Chicken and Garden Enchiladas with Cilantro Avocado Cream Sauce
Servings Prep Time
5real people 40minutes
Cook Time
20minutes
Servings Prep Time
5real people 40minutes
Cook Time
20minutes
Ingredients
Enchilada Sauce
Cilantro Avocado Cream Sauce
Instructions
Enchilada Filling
  1. Preheat the oven to 350 and spray a 9×13 dish with nonstick spray.
  2. Peel the sweet potato and chop it up into small bite sized pieces. Put the sweet potato into a high walled skillet, like a dutch oven or another wide bottom, high walled pan. Just cover the sweet potatoes with water, and cook on high until they reach a rolling boil, then turn the heat down to medium and boil for 7-8 minutes until they’re fork tender.
  3. While the potatoes are boiling, chop up the onion, bell pepper, and spinach and drain and rinse the black beans and set aside. When the potatoes are tender, drain them into the same colander that the black beans were drained, rinsed, and set aside in so you don’t have to wash another colander. Just dump them in over the beans.

Work to complete:
1: In the enchilada recipe, what's the answer to each of these?
(a) What temperature should the oven be preheated to?
(b) After the heat is lowered to medium, how long do the sweet potatoes boil?
(c) What is the cook time?
2: Could you continue the chicken and garden enchilada recipe from its last instruction?

Source data:
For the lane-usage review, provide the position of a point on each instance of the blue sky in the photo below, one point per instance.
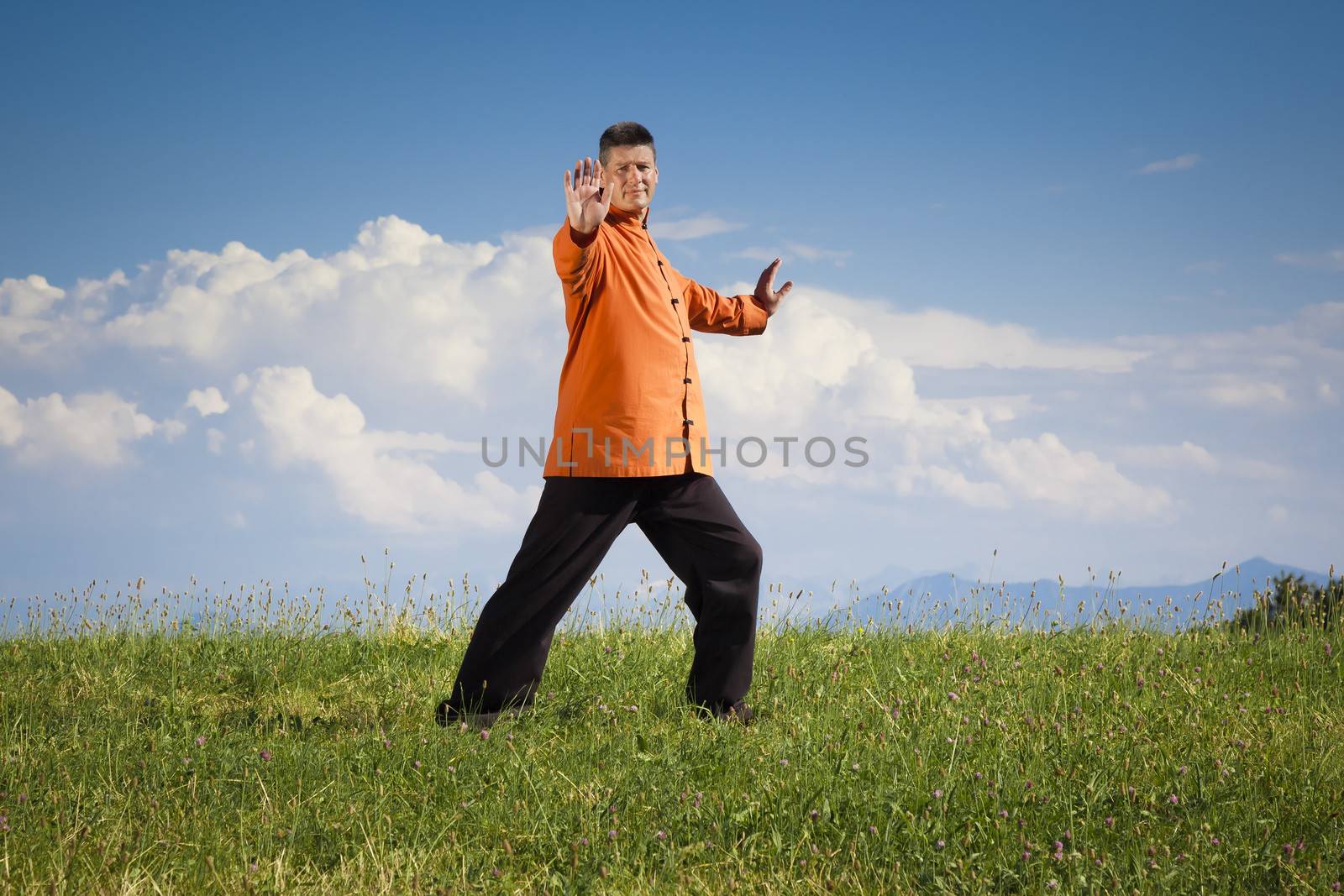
(1081, 270)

Response list:
1:
(a) 350
(b) 7-8 minutes, until they're fork tender
(c) 20 minutes

2:
  4. Using the same high walled pan that the potatoes were just drained from, heat 1/2 tbsp of olive oil over medium heat and fry up the chicken. Make this process go faster by chopping the chicken up into smaller chunks, it’s going to be shredded anyway.
  5. Once the chicken is cooked all the way through, remove it from the pan and set it aside on a cutting board. Add the other half tablespoon of olive oil to the pan and cook the onions, garlic, and bell pepper over medium/low heat until the onions are soft, meanwhile, shred the chicken on the cutting board.
  6. After the chicken has been shredded and the onions are soft, add the shredded chicken, black beans, boiled sweet potatoes, and fresh spinach into the pan and cook until the spinach is wilted, stirring regularly so the potatoes don’t stick to the pan. Remove from heat and set aside.
  7. Make the Enchilada Sauce.
Enchilada Sauce
  1. In a 1 cup measuring cup combine the flour through salt and keep close by. Also open both cans of tomato sauce and set aside.
  2. In a large sauce pan, melt the butter over medium heat. Once melted, whisk in the flour and spice mixture until combined. It should make a very thick paste that clogs up your whisk.
  3. Immediately start slowly adding the tomato sauce, whisking continually to thin out the paste and smooth out chunks. Once all the tomato sauce is added, the sauce should be smooth, but it’ll need to cook on medium for a few more minutes before it thickens up.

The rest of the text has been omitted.